__Exercise requirements__:
Reproduce every record below exactly as written, leaving out any pictures.
%%
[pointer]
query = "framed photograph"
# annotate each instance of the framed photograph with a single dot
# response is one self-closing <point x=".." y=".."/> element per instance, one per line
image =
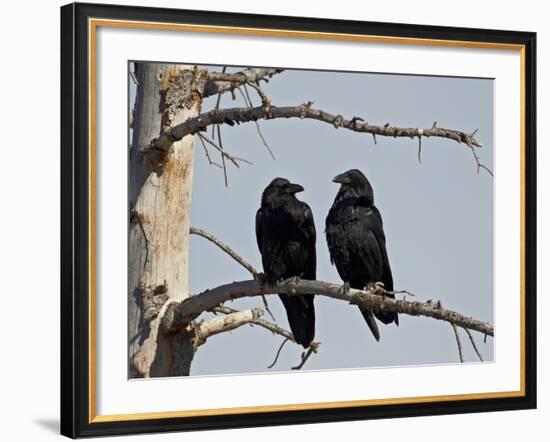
<point x="274" y="220"/>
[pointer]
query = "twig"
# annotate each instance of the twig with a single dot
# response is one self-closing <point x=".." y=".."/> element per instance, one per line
<point x="234" y="159"/>
<point x="210" y="161"/>
<point x="473" y="344"/>
<point x="458" y="343"/>
<point x="278" y="353"/>
<point x="223" y="82"/>
<point x="248" y="101"/>
<point x="133" y="77"/>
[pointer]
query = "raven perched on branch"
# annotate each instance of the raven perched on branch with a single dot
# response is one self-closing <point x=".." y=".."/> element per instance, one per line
<point x="356" y="241"/>
<point x="285" y="233"/>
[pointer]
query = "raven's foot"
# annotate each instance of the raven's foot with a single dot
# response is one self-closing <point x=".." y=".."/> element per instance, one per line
<point x="292" y="281"/>
<point x="345" y="288"/>
<point x="261" y="279"/>
<point x="377" y="288"/>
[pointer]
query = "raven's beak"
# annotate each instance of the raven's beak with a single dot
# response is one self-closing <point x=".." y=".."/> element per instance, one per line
<point x="341" y="179"/>
<point x="294" y="188"/>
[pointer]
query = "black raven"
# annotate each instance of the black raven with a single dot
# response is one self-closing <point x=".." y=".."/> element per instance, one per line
<point x="356" y="240"/>
<point x="285" y="232"/>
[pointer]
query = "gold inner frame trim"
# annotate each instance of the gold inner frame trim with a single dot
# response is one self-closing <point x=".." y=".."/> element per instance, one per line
<point x="93" y="24"/>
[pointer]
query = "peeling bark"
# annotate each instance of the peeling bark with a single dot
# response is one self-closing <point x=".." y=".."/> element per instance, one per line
<point x="160" y="201"/>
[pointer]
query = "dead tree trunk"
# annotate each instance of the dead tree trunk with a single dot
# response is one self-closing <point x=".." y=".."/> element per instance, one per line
<point x="160" y="189"/>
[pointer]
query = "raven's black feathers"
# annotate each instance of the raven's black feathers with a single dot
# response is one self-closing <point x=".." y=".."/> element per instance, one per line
<point x="285" y="233"/>
<point x="356" y="240"/>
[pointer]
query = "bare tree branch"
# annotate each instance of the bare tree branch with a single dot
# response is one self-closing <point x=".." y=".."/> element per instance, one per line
<point x="235" y="256"/>
<point x="474" y="344"/>
<point x="219" y="83"/>
<point x="180" y="314"/>
<point x="222" y="324"/>
<point x="305" y="356"/>
<point x="245" y="114"/>
<point x="275" y="329"/>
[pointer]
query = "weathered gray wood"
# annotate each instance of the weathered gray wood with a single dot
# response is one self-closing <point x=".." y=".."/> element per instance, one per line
<point x="160" y="200"/>
<point x="180" y="314"/>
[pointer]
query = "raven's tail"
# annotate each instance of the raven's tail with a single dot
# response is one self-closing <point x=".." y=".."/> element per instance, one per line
<point x="300" y="312"/>
<point x="371" y="322"/>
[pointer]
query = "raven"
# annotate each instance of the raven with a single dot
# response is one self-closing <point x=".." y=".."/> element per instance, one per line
<point x="356" y="241"/>
<point x="285" y="233"/>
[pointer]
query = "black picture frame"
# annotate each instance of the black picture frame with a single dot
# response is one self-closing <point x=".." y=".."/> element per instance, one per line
<point x="75" y="221"/>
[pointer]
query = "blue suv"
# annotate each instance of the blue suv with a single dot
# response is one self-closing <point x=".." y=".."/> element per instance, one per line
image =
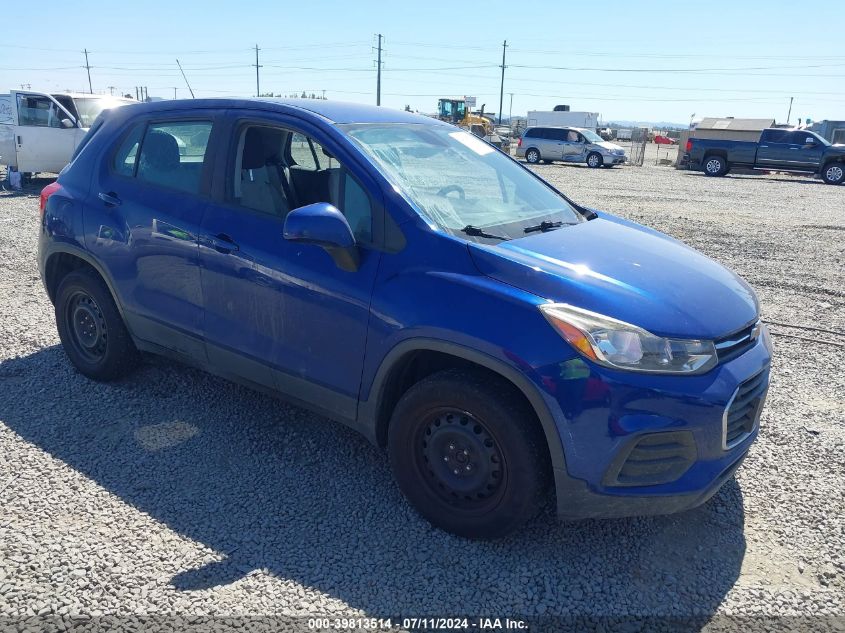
<point x="405" y="278"/>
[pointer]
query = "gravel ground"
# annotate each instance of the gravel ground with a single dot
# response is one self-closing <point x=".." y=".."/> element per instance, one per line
<point x="177" y="493"/>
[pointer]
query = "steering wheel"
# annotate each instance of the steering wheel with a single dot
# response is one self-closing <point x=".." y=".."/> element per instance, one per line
<point x="445" y="191"/>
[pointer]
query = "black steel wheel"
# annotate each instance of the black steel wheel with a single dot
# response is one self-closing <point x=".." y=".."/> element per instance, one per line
<point x="715" y="166"/>
<point x="460" y="458"/>
<point x="84" y="321"/>
<point x="834" y="173"/>
<point x="468" y="453"/>
<point x="90" y="327"/>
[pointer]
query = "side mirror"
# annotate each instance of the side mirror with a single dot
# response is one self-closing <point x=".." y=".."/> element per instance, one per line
<point x="323" y="225"/>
%%
__Reply__:
[pointer]
query = "framed photograph"
# annotate each instance of the framed photograph with a single dot
# response is one self-closing <point x=".." y=".."/> element per instance, one per line
image =
<point x="274" y="220"/>
[pointer]
query = "twig"
# annotate each instance of the twig with a single dot
# response is one self-closing <point x=".." y=".."/> element per instance, one per line
<point x="234" y="159"/>
<point x="210" y="161"/>
<point x="473" y="344"/>
<point x="458" y="343"/>
<point x="278" y="353"/>
<point x="223" y="82"/>
<point x="248" y="101"/>
<point x="133" y="77"/>
[pointer]
query = "raven perched on branch"
# annotate each instance of the raven perched on branch with a single dot
# response is one self-closing <point x=".." y=".."/> element per instance, one per line
<point x="356" y="241"/>
<point x="285" y="233"/>
[pointer]
query = "raven's foot"
# annotate each instance of the raven's foot with a single dot
# response is one self-closing <point x=".." y=".."/> element per instance, one per line
<point x="292" y="281"/>
<point x="345" y="288"/>
<point x="261" y="279"/>
<point x="377" y="288"/>
[pointer]
query = "raven's beak"
# annotate each instance of the raven's beak with a single dot
# response is one self-closing <point x=".." y=".."/> element per instance, one per line
<point x="341" y="179"/>
<point x="294" y="188"/>
[pointer]
query = "black raven"
# annotate each instance of the black raven with a single dot
# response is one self-closing <point x=".." y=".."/> element per instance, one per line
<point x="356" y="240"/>
<point x="285" y="232"/>
[pointer]
query = "gold inner frame trim"
# annotate each instance of the gold inner frame trim with a single dot
# response is one self-closing <point x=".." y=".."/> element per instance, one per line
<point x="93" y="24"/>
[pointer]
query = "peeling bark"
# annotate each instance of the peeling bark with a single dot
# response is one self-closing <point x=".." y=".."/> element per instance, one per line
<point x="160" y="201"/>
[pointer]
query = "dead tree trunk"
# annotate each instance of the dead tree trunk with a single dot
# response is one self-closing <point x=".." y=".."/> element per instance, one per line
<point x="160" y="189"/>
[pointer]
query = "raven's black feathers"
# annotate each instance of the raven's black feathers with a single dot
# response is one self-closing <point x=".." y=".."/> element per instance, one per line
<point x="285" y="233"/>
<point x="356" y="240"/>
[pointer]
query = "bare tree branch"
# annotate each instance of the bare tree branch with a single dot
# response is one self-closing <point x=".." y=".."/> element per instance, one per line
<point x="235" y="256"/>
<point x="474" y="344"/>
<point x="219" y="83"/>
<point x="180" y="314"/>
<point x="222" y="324"/>
<point x="305" y="356"/>
<point x="245" y="114"/>
<point x="275" y="329"/>
[pointer]
query = "weathered gray wood"
# annotate each instance of the weathered gray wood with a single dot
# response is one self-closing <point x=".." y=".."/> element per instance, one per line
<point x="160" y="200"/>
<point x="180" y="314"/>
[pointer]
query = "raven's tail"
# annotate each instance of the raven's tail with a single dot
# response is one self-closing <point x=".." y=".."/> element per instance, one per line
<point x="300" y="312"/>
<point x="371" y="322"/>
[pointer]
query = "raven"
# annotate each instance of the raven with a single dot
# response is one self-closing <point x=".." y=".."/> element per instance, one per line
<point x="356" y="241"/>
<point x="285" y="233"/>
[pointer]
query = "black picture frame"
# annotate each instance of the black picture frame with a single dot
# response is one self-closing <point x=".." y=".."/> element per instance, one per line
<point x="75" y="221"/>
[pointer]
query = "blue suv"
# annotate each instance of the blue suv with a single dot
# response is one self-closing <point x=".." y=".."/> element per instance, one per line
image =
<point x="405" y="278"/>
[pointer]
query = "gravel ground"
# annotate each instance of the gravel ground with a single dot
# response is one self-closing <point x=".." y=".."/> element per instance, one per line
<point x="177" y="493"/>
[pointer]
query = "steering wheel"
# annotate each instance of the steering wheel with a single dot
# response is one self-closing <point x=".." y=".."/> element per instance, one per line
<point x="445" y="191"/>
[pointer]
query = "black steel wheel"
# annotate each instance of the black steel wheel with a single dot
# response is one self-closing <point x=".." y=".."/> element per instance, one per line
<point x="715" y="166"/>
<point x="460" y="458"/>
<point x="84" y="321"/>
<point x="834" y="173"/>
<point x="468" y="453"/>
<point x="90" y="327"/>
[pointer]
query = "side mirror"
# annotate each instance of the side mirror with a single dot
# response is one self-closing <point x=".." y=".."/> element per instance, one per line
<point x="323" y="225"/>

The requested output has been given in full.